• Written exercise:
Rewrite the items below with "single marker" changed to "single dot" wherever it appears, and keep everything else the same. Leave the pictures out.

* begin *

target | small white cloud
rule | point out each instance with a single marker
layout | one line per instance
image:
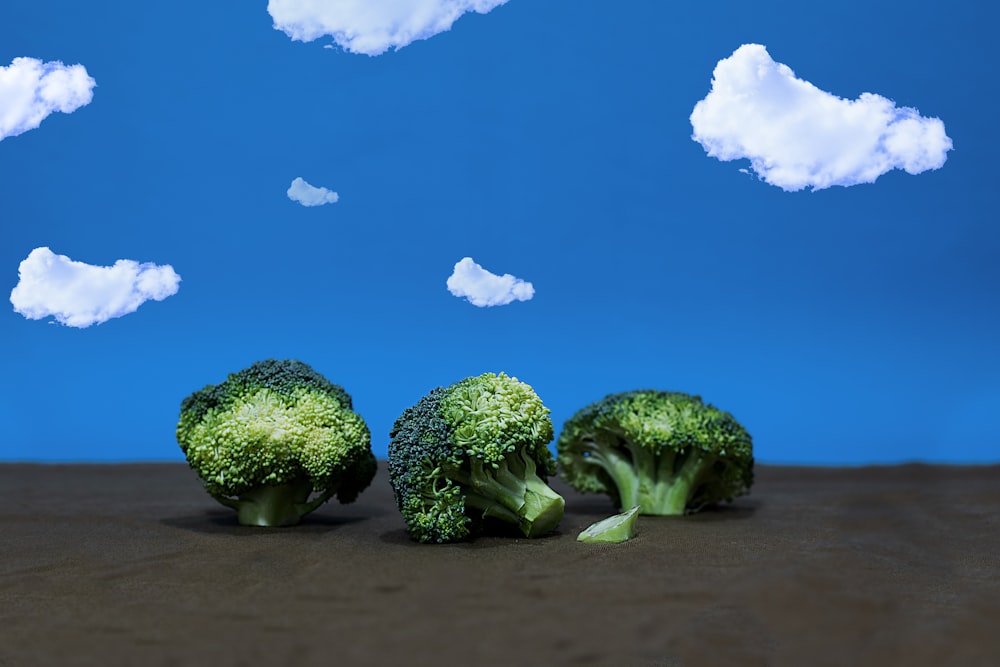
(797, 136)
(482, 288)
(30, 90)
(78, 294)
(308, 195)
(371, 27)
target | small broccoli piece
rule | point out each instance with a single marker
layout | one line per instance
(618, 528)
(667, 452)
(473, 452)
(270, 436)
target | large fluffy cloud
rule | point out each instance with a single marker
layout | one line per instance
(78, 294)
(371, 27)
(30, 90)
(482, 288)
(309, 195)
(798, 136)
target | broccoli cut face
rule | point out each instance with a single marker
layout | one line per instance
(471, 454)
(666, 452)
(270, 437)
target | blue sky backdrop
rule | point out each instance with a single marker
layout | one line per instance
(551, 141)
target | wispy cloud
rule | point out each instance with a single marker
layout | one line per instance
(371, 27)
(79, 295)
(482, 288)
(30, 90)
(309, 195)
(798, 136)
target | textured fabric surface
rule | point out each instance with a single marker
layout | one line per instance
(135, 565)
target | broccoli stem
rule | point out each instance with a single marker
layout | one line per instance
(512, 492)
(660, 484)
(280, 505)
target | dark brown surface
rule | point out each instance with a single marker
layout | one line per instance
(136, 565)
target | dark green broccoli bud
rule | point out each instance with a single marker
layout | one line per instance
(275, 441)
(667, 452)
(474, 452)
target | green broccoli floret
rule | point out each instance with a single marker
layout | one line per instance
(270, 436)
(473, 452)
(667, 452)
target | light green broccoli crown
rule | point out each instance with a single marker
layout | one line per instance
(274, 424)
(666, 451)
(492, 416)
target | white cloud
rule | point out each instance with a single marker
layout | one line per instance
(30, 90)
(308, 195)
(482, 288)
(78, 294)
(798, 136)
(371, 27)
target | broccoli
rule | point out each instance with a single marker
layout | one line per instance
(270, 436)
(667, 452)
(471, 453)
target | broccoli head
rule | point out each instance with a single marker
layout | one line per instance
(666, 452)
(273, 435)
(473, 453)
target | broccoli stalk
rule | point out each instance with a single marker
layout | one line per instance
(667, 452)
(473, 451)
(280, 505)
(659, 483)
(513, 492)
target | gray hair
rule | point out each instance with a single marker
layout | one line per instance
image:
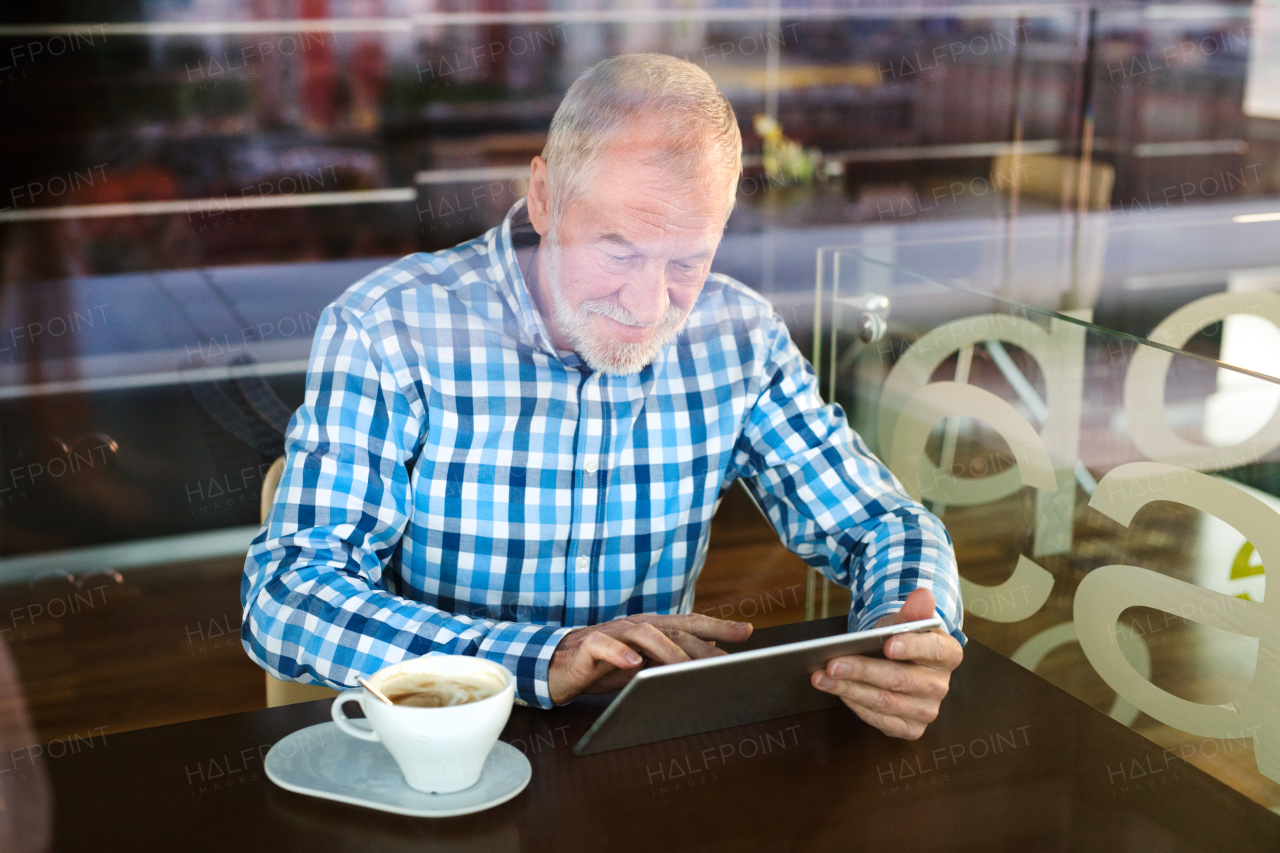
(696, 121)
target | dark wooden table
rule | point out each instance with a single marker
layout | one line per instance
(1011, 763)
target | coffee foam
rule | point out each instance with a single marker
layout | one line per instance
(439, 689)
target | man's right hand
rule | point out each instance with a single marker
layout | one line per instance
(602, 658)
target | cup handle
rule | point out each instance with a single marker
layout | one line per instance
(346, 723)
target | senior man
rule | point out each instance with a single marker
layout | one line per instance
(513, 447)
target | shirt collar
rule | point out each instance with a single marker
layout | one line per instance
(512, 240)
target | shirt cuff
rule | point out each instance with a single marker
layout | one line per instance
(525, 649)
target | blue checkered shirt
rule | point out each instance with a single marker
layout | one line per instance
(456, 484)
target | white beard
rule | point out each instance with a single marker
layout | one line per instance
(598, 351)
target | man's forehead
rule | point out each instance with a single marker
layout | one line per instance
(656, 210)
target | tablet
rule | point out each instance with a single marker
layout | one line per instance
(680, 699)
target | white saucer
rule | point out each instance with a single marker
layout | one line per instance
(321, 761)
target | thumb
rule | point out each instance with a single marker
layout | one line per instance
(919, 605)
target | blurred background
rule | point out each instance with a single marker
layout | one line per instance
(187, 183)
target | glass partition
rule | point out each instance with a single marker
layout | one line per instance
(1111, 497)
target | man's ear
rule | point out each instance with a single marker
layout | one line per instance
(539, 197)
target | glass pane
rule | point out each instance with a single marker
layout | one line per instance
(1111, 500)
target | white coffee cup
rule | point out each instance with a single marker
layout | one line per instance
(439, 749)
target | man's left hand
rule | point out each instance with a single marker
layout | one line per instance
(899, 694)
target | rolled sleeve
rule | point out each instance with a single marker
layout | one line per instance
(835, 503)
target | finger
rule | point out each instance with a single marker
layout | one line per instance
(904, 706)
(892, 726)
(600, 652)
(895, 676)
(645, 638)
(932, 648)
(700, 625)
(694, 647)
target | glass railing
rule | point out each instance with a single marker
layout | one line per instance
(1112, 497)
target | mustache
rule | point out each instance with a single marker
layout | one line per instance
(612, 310)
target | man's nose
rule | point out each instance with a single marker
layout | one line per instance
(645, 296)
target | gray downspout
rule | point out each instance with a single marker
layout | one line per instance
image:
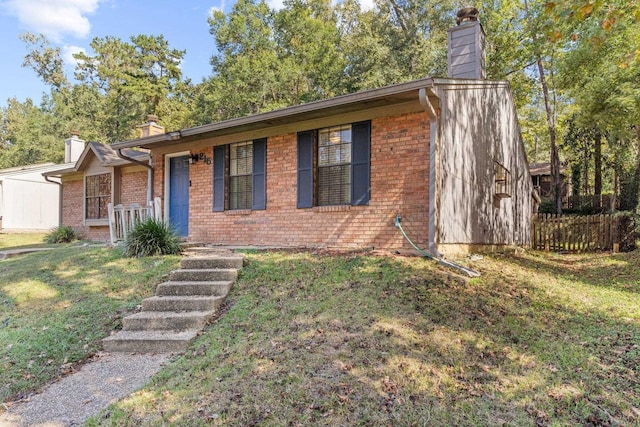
(433, 167)
(149, 176)
(60, 199)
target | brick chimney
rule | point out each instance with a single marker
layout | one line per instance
(465, 54)
(151, 127)
(73, 147)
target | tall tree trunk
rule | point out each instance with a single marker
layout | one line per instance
(597, 163)
(555, 158)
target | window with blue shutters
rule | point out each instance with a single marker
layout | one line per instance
(334, 165)
(239, 176)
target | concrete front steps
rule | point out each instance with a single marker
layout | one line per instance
(182, 306)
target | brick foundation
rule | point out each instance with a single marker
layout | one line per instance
(399, 184)
(133, 190)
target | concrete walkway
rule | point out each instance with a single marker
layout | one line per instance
(8, 253)
(83, 394)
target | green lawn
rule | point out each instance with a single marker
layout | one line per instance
(363, 340)
(56, 306)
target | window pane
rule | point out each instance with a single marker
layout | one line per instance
(97, 196)
(240, 194)
(334, 185)
(334, 165)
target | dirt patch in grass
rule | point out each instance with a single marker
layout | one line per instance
(56, 306)
(375, 341)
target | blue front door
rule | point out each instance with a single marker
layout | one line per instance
(179, 194)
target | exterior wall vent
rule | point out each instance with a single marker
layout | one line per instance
(465, 54)
(73, 147)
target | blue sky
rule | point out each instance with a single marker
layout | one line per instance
(72, 24)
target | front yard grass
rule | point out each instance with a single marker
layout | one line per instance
(538, 340)
(56, 306)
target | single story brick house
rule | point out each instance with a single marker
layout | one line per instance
(444, 154)
(97, 178)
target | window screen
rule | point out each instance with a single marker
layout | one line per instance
(240, 175)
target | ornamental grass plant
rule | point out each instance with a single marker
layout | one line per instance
(151, 237)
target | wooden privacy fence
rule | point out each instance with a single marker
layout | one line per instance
(573, 233)
(123, 218)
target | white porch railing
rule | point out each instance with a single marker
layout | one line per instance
(123, 218)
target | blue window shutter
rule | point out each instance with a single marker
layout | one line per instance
(360, 163)
(305, 169)
(219, 160)
(259, 174)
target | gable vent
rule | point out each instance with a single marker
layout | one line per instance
(466, 57)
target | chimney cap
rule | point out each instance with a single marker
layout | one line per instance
(467, 14)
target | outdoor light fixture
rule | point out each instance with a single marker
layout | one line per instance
(503, 181)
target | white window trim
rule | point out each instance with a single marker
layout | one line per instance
(101, 221)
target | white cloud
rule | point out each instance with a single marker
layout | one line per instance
(367, 5)
(54, 18)
(67, 54)
(216, 8)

* end *

• Worked solution:
target | small white cloud
rule | point out each instance with a single dot
layout | one line per instance
image:
(797, 136)
(482, 288)
(30, 90)
(78, 294)
(308, 195)
(371, 27)
target | small broccoli piece
rule | point out each instance with a single dot
layout | one line per instance
(618, 528)
(667, 452)
(473, 452)
(270, 436)
target | large fluffy cloud
rule | point out each instance with a single dot
layout | one line per instance
(78, 294)
(371, 27)
(30, 90)
(482, 288)
(309, 195)
(798, 136)
target | broccoli cut face
rule | point out each instance with a single dot
layout | one line per instance
(471, 454)
(666, 452)
(270, 437)
target | blue sky backdrop
rule | point out each instance with a single dot
layout | one line per instance
(551, 141)
target | wispy cloud
rule | point out each instance with a single dot
layout | one line per instance
(371, 27)
(79, 295)
(482, 288)
(30, 90)
(309, 195)
(798, 136)
target | textured fabric surface
rule | point out each instance with a single dot
layout | one line per instance
(135, 565)
target | broccoli stem
rule | point out each instance with a single dot
layout | one line per instance
(512, 492)
(660, 484)
(280, 505)
target | dark brown surface
rule | point out each instance with a single dot
layout | one line per instance
(136, 565)
target | dark green broccoli bud
rule | point out each instance with a single dot
layout | one line per instance
(275, 441)
(667, 452)
(474, 452)
target | green broccoli floret
rule | point out each instance with a single dot
layout | one line per instance
(270, 436)
(473, 452)
(667, 452)
target | light green broccoli crown
rule | point out each instance with a single dot
layout | one line per instance
(274, 424)
(666, 451)
(492, 416)
target | white cloud
rule | point out each instance with a single dot
layout | one line per instance
(30, 90)
(308, 195)
(482, 288)
(78, 294)
(798, 136)
(371, 27)
target | broccoli
rule | point out each instance with a single dot
layout | one line per instance
(270, 436)
(667, 452)
(471, 453)
target | broccoli head
rule | point out each instance with a single dot
layout | one line per instance
(666, 452)
(273, 435)
(473, 453)
target | broccoli stalk
rule | point out each instance with a single dot
layout | one line per instance
(667, 452)
(473, 451)
(280, 505)
(659, 483)
(513, 492)
target | gray hair
rule | point out each instance with a single dot
layout | one line per instance
image:
(696, 121)
target | dark wooden table
rule | point out each instance with a single dot
layout | one line per instance
(1011, 763)
target | coffee foam
rule | point out each instance with a single dot
layout | one line per instance
(439, 689)
target | man's right hand
rule | point out each instance with a single dot
layout | one line per instance
(602, 658)
target | cup handle
rule | point out each instance with a single dot
layout | one line per instance
(346, 723)
target | senior man
rule | point out each instance with a single dot
layout | one line per instance
(513, 447)
target | shirt collar
rule | point out each instance with a single dot
layout | one line per instance
(512, 240)
target | shirt cuff
rule | point out each instance with a single dot
layout | one line per instance
(525, 649)
target | blue checkered shirt
rule | point out each instance with a single dot
layout | one line per instance
(456, 484)
target | white beard
rule | point out each instance with a single dot
layout | one line per instance
(598, 351)
target | man's forehead
rule | point out each instance with a single dot
layout | one line per instance
(656, 210)
target | tablet
rule | point out each instance with a single dot
layout | one line per instance
(680, 699)
target | white saucer
rule | point out each instance with a single dot
layout | one line per instance
(321, 761)
target | thumb
rule | point out each instance with a single dot
layout | one line per instance
(919, 605)
target | blurred background
rule | point out each instance with a single dot
layout | one line per instance
(187, 183)
target | glass partition
rule | point out each instance with a single dot
layout | one line per instance
(1111, 497)
target | man's ear
rule | point out each instance with a single dot
layout | one line per instance
(539, 197)
target | glass pane
rule | point out each instance with a single dot
layout | one line per instance
(1111, 500)
target | white coffee cup
rule | point out each instance with a single dot
layout | one line per instance
(439, 749)
target | man's left hand
rule | point out each instance with a single dot
layout | one line per instance
(899, 694)
target | rolled sleeve
rule | point out each instance with a single dot
layout | one line per instance
(835, 503)
target | finger
rule | point out each instance with a single dot
layout | one line per instance
(904, 706)
(892, 726)
(600, 652)
(895, 676)
(645, 638)
(932, 648)
(700, 625)
(694, 647)
target | glass railing
rule | point out each instance with a single dot
layout | one line per instance
(1112, 497)
target | mustache
rule | point out each instance with a single dot
layout | one line per instance
(612, 310)
target | man's nose
rule | point out each instance with a single dot
layout | one line per instance
(645, 296)
target | gray downspout
rule | point out each instance with a single dot
layout | one line per instance
image:
(433, 167)
(149, 176)
(60, 199)
target | brick chimney
rule | point out each instance with a single dot
layout | one line per instance
(465, 54)
(151, 127)
(73, 147)
target | tall tree trunk
rule | point out each instance with a single dot
layout | one line per instance
(597, 163)
(555, 158)
target | window with blue shutters
rule | point out each instance with a single dot
layout | one line per instance
(334, 165)
(239, 176)
target | concrete front steps
rule | point out each instance with a single dot
layout | one line per instance
(182, 306)
target | brick foundation
rule | point out each instance with a single dot
layout | one line per instance
(399, 184)
(133, 190)
target | concrete walkway
rule | point out each instance with a single dot
layout | one line per instance
(8, 253)
(83, 394)
target | green lawn
rule | point out each instance with a single dot
layout | one line per instance
(363, 340)
(56, 306)
target | window pane
rule | point out each instance with a single dot
layout | one line per instance
(97, 196)
(240, 194)
(334, 185)
(334, 165)
target | dirt patch in grass
rule | point out each instance with a single dot
layout | one line per instance
(56, 306)
(375, 341)
target | blue front door
rule | point out each instance with a single dot
layout | one line per instance
(179, 194)
target | exterior wall vent
rule | point out each instance with a single dot
layout | one line per instance
(465, 54)
(73, 147)
target | blue sky
rule | point out each instance with a single dot
layout | one line per instance
(72, 24)
target | front yard grass
rule | point out each instance with a single dot
layout | one line per instance
(538, 340)
(56, 306)
target | single story brick house
rule | point out each instance with a single dot
layout | one line per instance
(444, 154)
(97, 178)
target | window screen
rule | point out each instance with a single dot
layout | one line per instance
(240, 175)
target | ornamental grass plant
rule | point out each instance with a single dot
layout | one line per instance
(151, 237)
target | wooden privacy fence
rule | point out each instance with a single dot
layout | one line per instance
(573, 233)
(123, 218)
target | white porch railing
rule | point out each instance with a single dot
layout | one line per instance
(123, 218)
target | blue window shutter
rule | point out each instance with a single dot
layout | one line per instance
(360, 163)
(305, 169)
(219, 160)
(259, 174)
target | gable vent
rule | point out each instance with a single dot
layout | one line per instance
(466, 57)
target | chimney cap
rule | point out each instance with a single dot
layout | one line per instance
(467, 14)
target | outdoor light fixture
rule | point out each instance with a single dot
layout | one line per instance
(503, 181)
target | white window trim
rule | point out each instance with a single dot
layout | one line per instance
(101, 221)
target | white cloud
rule | point out each instance with a single dot
layout | one line per instance
(367, 5)
(54, 18)
(67, 54)
(216, 8)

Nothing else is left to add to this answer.